> Problem details
Can you rewrite the decision-tree passage below, from "For instance, connecting" up to and including "report or not.", with "report" changed to "bulletin"?

For instance, connecting with our previous example, let us assume that $s_1$ represents a market raise state and $s_2$ a market fall state, and $a_1$ and $a_2$ two financial products. We may purchase a financial report to guide our investment decision, at a cost. The report has a previous record of predicting 95% of the times a market fall correctly, that is $𝑃(𝑖_1│𝑠_1 ) = 0.95$ and consequently $𝑃(𝑖_1│𝑠_2 ) = 0.05$. The record also tells us that the forecast is right 90% of the time when the market falls, therefore $𝑃(𝑖_2│𝑠_2 ) = 0.9$ and $𝑃(𝑖_2│𝑠_1 ) = 0.1$. With these values, we can calculate the revised probabilities and solve the tree to determine whether to incorporate the report or not.

### Value of Perfect Information
The previous section described how to calculate the value of a decision tree after incorporating additional information, which may come at a cost. An obvious question that arises is, how much should the decision maker be willing to pay for additional information? This quantity is known as the Value of Perfect Information. Perfect Information is an abstract concept that represents information that would make the occurrence of a state of nature certain. For instance, a forecast report which can tell us with total certainty which is going to be the trend of the market in the future. Obviously, this type of forecast does not actually exist in reality, but we can model its effect in the decision tree and solve it to calculate its final value. The **Expected Value with Perfect Information (EVPI)** is the expected final value of the tree given that we had perfect information. It is also an abstract concept to assess the value of the decision-making problem with access to perfect a priori information.

> Data extract
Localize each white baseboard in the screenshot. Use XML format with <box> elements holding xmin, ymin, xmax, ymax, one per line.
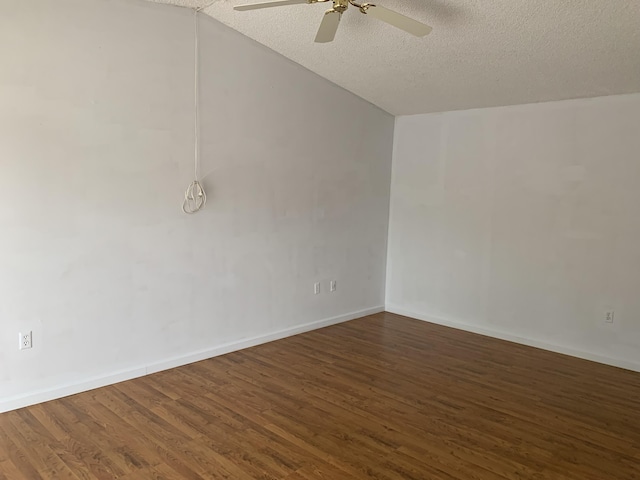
<box><xmin>386</xmin><ymin>304</ymin><xmax>640</xmax><ymax>372</ymax></box>
<box><xmin>0</xmin><ymin>306</ymin><xmax>384</xmax><ymax>413</ymax></box>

> Solution to the problem
For instance, connecting with our previous example, let us assume that $s_1$ represents a market raise state and $s_2$ a market fall state, and $a_1$ and $a_2$ two financial products. We may purchase a financial bulletin to guide our investment decision, at a cost. The bulletin has a previous record of predicting 95% of the times a market fall correctly, that is $𝑃(𝑖_1│𝑠_1 ) = 0.95$ and consequently $𝑃(𝑖_1│𝑠_2 ) = 0.05$. The record also tells us that the forecast is right 90% of the time when the market falls, therefore $𝑃(𝑖_2│𝑠_2 ) = 0.9$ and $𝑃(𝑖_2│𝑠_1 ) = 0.1$. With these values, we can calculate the revised probabilities and solve the tree to determine whether to incorporate the bulletin or not.